• **Consignes de l'exercice**
a - Dans le texte sur les tensions entre le Mali et la Côte d'Ivoire, reformulez sous forme de liste le paragraphe commençant par « En cause, la mise en place des sanctions », en conservant ses faits principaux.
b - Répondez s'il vous plaît aux questions suivantes à partir du texte sur les tensions entre le Mali et la Côte d'Ivoire :
(i) Combien de militaires ivoiriens ont été arrêtés à l'aéroport de Bamako ?
(ii) À quelle date les autorités maliennes ont-elles annoncé le retrait du pays du G5 Sahel ?
(iii) En quelle année a été signé le traité de coopération avec la France suspendu par le nouveau pouvoir ?

• **Document source**
■ ■ ■ ■ ■ ■ ■

Les tensions diplomatiques entre le Mali et la Côte d’Ivoire ne sont pas tombées, cela peut être expliqué par la dernière crise entre les deux pays, sachant que le 12 juillet dernier, la Côte d’Ivoire a demandé au Mali la libération sans délai de ses 49 militaires arrêtés dimanche 10 juillet à l’aéroport de Bamako et accusés d’être des « mercenaires ».
Mais la question qui se pose : pourquoi ce nombre important de militaires ivoiriens ont-ils voyagé au Mali ? N’y a-t-il pas une intention d’espionnage?
Tout d’abord, il faut rappeler que la Côte d’Ivoire voulait toujours profiter des crises politiques internes du Mali, à titre d’exemple, à la mutinerie déclenchée au sein de l’armée malienne, le mois d’août 2020, la Côte d’Ivoire a décidé de la fermeture de ses frontières terrestres et aériennes avec le Mali à compter du mardi 18 août et ce, jusqu’à nouvel ordre.
Cette décision est consécutive à la décision de la Communauté économique des Etats de l’Afrique de l’Ouest (CEDEAO) de la fermeture de toutes ses frontières terrestres, maritimes et aériennes de ses pays membres avec ce pays.
Sans oublier que la Côte d’Ivoire est un allié historique de la France en Afrique et les liens entre les deux pays sont forts. Tandis que, les relations du gouvernement malien avec la France et l’Union européenne sont tendues, car les autorités maliennes avaient annoncé, le 15 mai 2022, le retrait du pays de tous les organes et instances du G5 Sahel, y compris la force conjointe.
Ce retrait intervient après l’annonce, par le nouveau pouvoir de la suspension d’un traité de coopération signé en 2014 avec la France, ainsi que des accords de 2013 et 2020 fixant le cadre juridique de la présence de la force anti-djihadiste Barkhane et du regroupement de forces spéciales européennes Takuba.
Alors, faut-il penser que la France serait à la manœuvre de ce qui se passe entre la Côte d’Ivoire et le Mali, et même aussi entre la Mali et la CEDEAO ?
En cause, la mise en place des sanctions décidées le 9 janvier 2022 par la Communauté économique des États de l’Afrique de l’Ouest (CEDEAO) et soutenues par la France : la fermeture des frontières terrestres et aériennes avec le Mali ; la suspension de toute transaction commerciale, à l’exception de certains produits de première nécessité ; et le gel des avoirs du Mali à la Banque centrale des États d’Afrique de l’Ouest (BCEAO) et dans les banques commerciales de la région.

■ ■ ■ ■ ■ ■ ■

• **Données fournies**
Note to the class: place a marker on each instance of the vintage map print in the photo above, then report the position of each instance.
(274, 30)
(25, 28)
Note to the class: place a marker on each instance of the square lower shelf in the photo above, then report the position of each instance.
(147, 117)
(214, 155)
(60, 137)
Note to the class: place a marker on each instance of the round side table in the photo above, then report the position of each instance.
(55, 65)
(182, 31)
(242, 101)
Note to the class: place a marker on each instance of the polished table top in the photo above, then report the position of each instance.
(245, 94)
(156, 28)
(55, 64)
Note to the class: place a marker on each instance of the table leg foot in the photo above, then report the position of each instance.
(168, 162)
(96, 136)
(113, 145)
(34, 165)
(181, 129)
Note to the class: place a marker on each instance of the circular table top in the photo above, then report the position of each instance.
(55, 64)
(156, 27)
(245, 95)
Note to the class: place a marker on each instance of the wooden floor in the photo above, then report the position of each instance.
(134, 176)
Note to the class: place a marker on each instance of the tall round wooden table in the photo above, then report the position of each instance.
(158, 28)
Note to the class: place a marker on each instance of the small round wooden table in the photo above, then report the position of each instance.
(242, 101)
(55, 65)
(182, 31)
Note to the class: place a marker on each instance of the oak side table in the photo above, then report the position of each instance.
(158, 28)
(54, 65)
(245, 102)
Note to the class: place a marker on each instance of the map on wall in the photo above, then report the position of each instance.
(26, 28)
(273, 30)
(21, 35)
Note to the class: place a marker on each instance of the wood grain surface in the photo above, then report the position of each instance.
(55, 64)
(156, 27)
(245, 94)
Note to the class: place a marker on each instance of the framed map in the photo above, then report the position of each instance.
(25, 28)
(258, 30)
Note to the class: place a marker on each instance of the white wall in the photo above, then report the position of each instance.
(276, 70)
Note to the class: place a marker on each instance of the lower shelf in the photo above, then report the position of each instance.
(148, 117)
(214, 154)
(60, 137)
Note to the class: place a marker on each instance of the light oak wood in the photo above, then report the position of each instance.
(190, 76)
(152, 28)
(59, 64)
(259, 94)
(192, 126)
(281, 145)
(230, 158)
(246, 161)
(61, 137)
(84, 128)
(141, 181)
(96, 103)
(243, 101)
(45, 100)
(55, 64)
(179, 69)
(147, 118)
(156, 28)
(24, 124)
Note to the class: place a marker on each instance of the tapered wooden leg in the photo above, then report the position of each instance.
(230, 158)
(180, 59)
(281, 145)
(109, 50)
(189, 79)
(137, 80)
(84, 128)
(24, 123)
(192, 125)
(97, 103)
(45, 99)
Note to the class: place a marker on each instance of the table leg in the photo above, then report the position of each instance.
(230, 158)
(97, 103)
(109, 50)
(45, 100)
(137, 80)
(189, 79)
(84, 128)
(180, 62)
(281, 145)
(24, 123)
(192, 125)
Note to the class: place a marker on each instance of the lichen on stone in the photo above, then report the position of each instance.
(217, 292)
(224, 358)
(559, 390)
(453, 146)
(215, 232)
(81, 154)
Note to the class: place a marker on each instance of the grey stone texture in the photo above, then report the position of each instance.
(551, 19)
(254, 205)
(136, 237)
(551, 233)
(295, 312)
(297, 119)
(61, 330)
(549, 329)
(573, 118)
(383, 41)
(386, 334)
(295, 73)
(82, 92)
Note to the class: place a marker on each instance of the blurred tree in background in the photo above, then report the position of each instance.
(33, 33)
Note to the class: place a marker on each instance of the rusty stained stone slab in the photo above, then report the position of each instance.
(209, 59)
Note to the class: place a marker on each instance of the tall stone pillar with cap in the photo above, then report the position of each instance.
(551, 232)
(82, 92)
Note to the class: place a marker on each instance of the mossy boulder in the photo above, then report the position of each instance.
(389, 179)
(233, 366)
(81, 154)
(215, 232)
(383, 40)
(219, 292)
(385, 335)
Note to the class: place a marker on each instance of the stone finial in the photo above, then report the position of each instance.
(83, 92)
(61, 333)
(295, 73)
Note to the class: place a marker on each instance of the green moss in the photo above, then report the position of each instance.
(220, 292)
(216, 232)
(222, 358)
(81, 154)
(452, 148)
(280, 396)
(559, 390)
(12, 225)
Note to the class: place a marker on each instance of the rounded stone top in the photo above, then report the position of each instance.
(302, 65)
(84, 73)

■ ■ ■ ■ ■ ■ ■

• **Corrigé complet**
a -
Sanctions décidées le 9 janvier 2022 par la CEDEAO et soutenues par la France :
- fermeture des frontières terrestres et aériennes avec le Mali ;
- suspension de toute transaction commerciale, sauf pour certains produits de première nécessité ;
- gel des avoirs du Mali à la BCEAO et dans les banques commerciales de la région.

b -
(i) 49 militaires.
(ii) Le 15 mai 2022.
(iii) En 2014.